* **Short exercise**:
Rewrite the listing below, replacing every "Practice step" with "Exercise" and leaving everything else unchanged.

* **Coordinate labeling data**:
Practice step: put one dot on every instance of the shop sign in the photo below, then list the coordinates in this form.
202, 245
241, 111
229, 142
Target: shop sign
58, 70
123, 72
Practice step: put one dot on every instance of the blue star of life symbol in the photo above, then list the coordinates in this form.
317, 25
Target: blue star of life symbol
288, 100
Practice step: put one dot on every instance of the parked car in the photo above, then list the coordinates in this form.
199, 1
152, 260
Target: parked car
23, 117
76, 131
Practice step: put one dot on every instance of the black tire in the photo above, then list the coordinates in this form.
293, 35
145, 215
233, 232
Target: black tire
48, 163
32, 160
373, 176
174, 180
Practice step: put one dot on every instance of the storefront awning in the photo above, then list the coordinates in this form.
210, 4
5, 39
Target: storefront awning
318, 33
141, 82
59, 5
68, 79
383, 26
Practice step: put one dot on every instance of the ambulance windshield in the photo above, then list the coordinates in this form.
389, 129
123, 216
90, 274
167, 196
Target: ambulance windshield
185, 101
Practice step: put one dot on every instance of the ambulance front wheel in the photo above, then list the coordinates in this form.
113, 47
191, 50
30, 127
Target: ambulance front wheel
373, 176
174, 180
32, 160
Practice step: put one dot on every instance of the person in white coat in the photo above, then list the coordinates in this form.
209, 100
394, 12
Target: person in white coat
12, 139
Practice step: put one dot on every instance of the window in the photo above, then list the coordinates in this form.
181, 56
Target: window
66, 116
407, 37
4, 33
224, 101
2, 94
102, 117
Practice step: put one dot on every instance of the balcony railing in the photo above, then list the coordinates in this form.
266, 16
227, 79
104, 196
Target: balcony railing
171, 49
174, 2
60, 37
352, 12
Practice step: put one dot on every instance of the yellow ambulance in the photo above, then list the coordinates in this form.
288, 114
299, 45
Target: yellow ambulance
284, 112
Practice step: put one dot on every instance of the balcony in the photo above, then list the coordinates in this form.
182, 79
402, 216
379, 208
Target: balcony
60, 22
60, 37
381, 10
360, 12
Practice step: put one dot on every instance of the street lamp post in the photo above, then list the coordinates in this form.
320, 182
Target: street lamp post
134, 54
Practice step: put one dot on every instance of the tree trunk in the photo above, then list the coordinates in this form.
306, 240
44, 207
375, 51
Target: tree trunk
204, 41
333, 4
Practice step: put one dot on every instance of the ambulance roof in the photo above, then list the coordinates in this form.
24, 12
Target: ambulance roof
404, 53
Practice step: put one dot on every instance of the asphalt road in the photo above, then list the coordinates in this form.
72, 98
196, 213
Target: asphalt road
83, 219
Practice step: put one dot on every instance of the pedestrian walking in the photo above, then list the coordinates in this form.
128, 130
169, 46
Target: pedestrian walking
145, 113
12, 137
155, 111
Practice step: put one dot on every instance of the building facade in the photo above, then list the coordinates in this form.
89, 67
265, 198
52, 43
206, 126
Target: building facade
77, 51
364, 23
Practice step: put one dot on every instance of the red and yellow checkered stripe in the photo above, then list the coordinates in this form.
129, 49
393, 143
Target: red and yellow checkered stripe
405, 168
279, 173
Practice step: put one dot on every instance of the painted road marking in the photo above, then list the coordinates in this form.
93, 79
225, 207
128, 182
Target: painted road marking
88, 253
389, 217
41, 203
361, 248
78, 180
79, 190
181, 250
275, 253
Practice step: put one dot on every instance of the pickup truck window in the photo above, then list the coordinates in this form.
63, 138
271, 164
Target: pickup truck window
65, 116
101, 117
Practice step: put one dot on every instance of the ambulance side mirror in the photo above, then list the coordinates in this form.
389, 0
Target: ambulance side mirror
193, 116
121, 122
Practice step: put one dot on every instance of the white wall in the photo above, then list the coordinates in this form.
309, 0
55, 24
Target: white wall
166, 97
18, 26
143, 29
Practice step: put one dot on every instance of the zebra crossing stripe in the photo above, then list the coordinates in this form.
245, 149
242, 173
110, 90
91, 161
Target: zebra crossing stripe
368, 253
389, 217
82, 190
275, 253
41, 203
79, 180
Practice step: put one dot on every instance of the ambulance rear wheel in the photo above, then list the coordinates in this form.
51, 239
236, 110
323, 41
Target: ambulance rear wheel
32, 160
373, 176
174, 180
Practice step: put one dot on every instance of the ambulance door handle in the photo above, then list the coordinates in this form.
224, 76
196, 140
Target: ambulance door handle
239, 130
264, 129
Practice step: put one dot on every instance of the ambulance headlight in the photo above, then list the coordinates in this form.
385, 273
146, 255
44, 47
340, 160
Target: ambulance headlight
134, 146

* **Response for this exercise**:
Exercise: put one dot on every instance of the shop sign in the photo below, then list the coordinates in this form.
202, 245
241, 111
229, 142
Target: shop sign
58, 70
123, 72
Exercise: put one dot on every instance of the blue star of life symbol in the photo above, then list the coordinates in this form.
317, 25
Target: blue star of life symbol
288, 100
Exercise: put one dot on every instance of the parked car in the photo above, then list the coordinates in this form.
199, 1
152, 260
Target: parked car
23, 117
76, 131
Exercise: put one dot on every instance of the black tire in the photo above, then list the coordinates in this form.
293, 35
145, 215
233, 232
Target: black tire
48, 163
32, 160
373, 176
174, 180
Exercise: put one dot on every instance of the storefront awning in the photo above, then list the coordinates in this form.
210, 4
5, 39
Target: storefront awning
318, 33
141, 82
59, 5
68, 79
383, 26
Exercise: put one dot on every instance of the ambulance windshield in the photo above, then list the coordinates in this form.
389, 129
123, 216
90, 274
167, 196
Target: ambulance windshield
185, 101
Exercise: put one dot on every instance of the ambulance front wheel in the photo above, then list the coordinates in this form.
113, 47
191, 50
30, 127
Target: ambulance front wheel
373, 176
174, 180
32, 160
Exercise: put one dot on every instance of the person in white coat in the photo above, then list the coordinates in this form.
209, 100
394, 12
Target: person in white coat
12, 139
Exercise: put one dot on every instance of the window in the photo above, then list the coordinates in this form.
181, 56
Target: window
66, 116
407, 37
4, 33
224, 101
2, 94
102, 117
Exercise: put one dot on every instance of the balcony railing in the photo above, then list the coordinates in this form.
266, 16
227, 79
104, 196
Target: balcony railing
171, 49
174, 2
60, 37
352, 12
Exercise: put one dot on every instance of the yellow ambulance in the photo above, then list the coordinates in this form.
288, 114
299, 45
Target: yellow ambulance
284, 112
Exercise: put one dot on every instance of the balcony in the photo above, then list the coordinates in this form.
182, 79
402, 216
379, 208
Target: balcony
60, 22
60, 37
381, 10
360, 12
Exercise: put one dot on every instance of the street lamp post in the photo above, then list the coordinates in this form.
320, 182
Target: street lamp post
134, 54
Exercise: put one dot on every instance of the tree trunk in the photo above, then list the coordinates in this form.
306, 240
44, 207
375, 51
Target: tree trunk
204, 41
333, 4
Exercise: put one dot on every instance of the ambulance roof in the photo above, then list the coordinates in this form.
24, 12
Target: ambulance roof
404, 53
Exercise: put one dot on every instance of the asphalt road in the photo above, then list the coordinates in this form.
72, 98
196, 213
Target: asphalt road
83, 219
Exercise: put one dot on every instance of the pedestrian walking in the photo above, then list the coordinates in this form.
128, 130
169, 46
Target: pedestrian walking
145, 113
12, 137
155, 111
Exercise: put one dot on every instance of the building facade in the photo above, then list the coordinates in this form.
89, 67
265, 198
52, 43
206, 126
Target: building facade
77, 51
364, 23
Exercise: put one dot on every instance of the red and yellow checkered stripe in the photo above, then list the coordinates in this form.
129, 49
393, 143
Target: red and yellow checkered stripe
405, 168
279, 173
Exercise: put one dot on every instance of the painted road marking in the photo above, then list the coordinates in this form.
93, 79
225, 207
128, 182
Target: painted road marking
88, 253
389, 217
41, 203
361, 248
78, 180
79, 190
181, 250
275, 253
Exercise: put one dot on every instance of the pickup truck window in the photo above, then list the coordinates in this form.
63, 138
271, 164
Target: pickup truck window
65, 116
101, 117
Exercise: put one dot on every instance of the ambulance side mirror in the photo above, then list the coordinates in this form.
389, 0
Target: ambulance side mirror
193, 116
121, 122
Exercise: put one dot on every instance of the white wall in the photo above, then list the coordinates in this form.
309, 0
55, 24
Target: white wall
166, 97
18, 26
143, 29
Exercise: put one dot on every instance of the zebra crossing stripe in the photo above, then list the coordinates in this form.
245, 149
242, 173
110, 90
91, 161
Target: zebra crossing stripe
368, 253
389, 217
82, 190
275, 253
41, 203
79, 180
Exercise: put one dot on every instance of the ambulance rear wheel in the photo above, then list the coordinates in this form.
51, 239
236, 110
323, 41
Target: ambulance rear wheel
32, 160
373, 176
174, 180
Exercise: put one dot on every instance of the ambulance door handle in the photo above, then list the coordinates in this form.
224, 76
196, 140
Target: ambulance door handle
239, 130
264, 129
Exercise: put one dot on every instance of the ambulance headlight in the photo above, then list the coordinates in this form.
385, 273
146, 255
44, 47
340, 160
Target: ambulance headlight
134, 146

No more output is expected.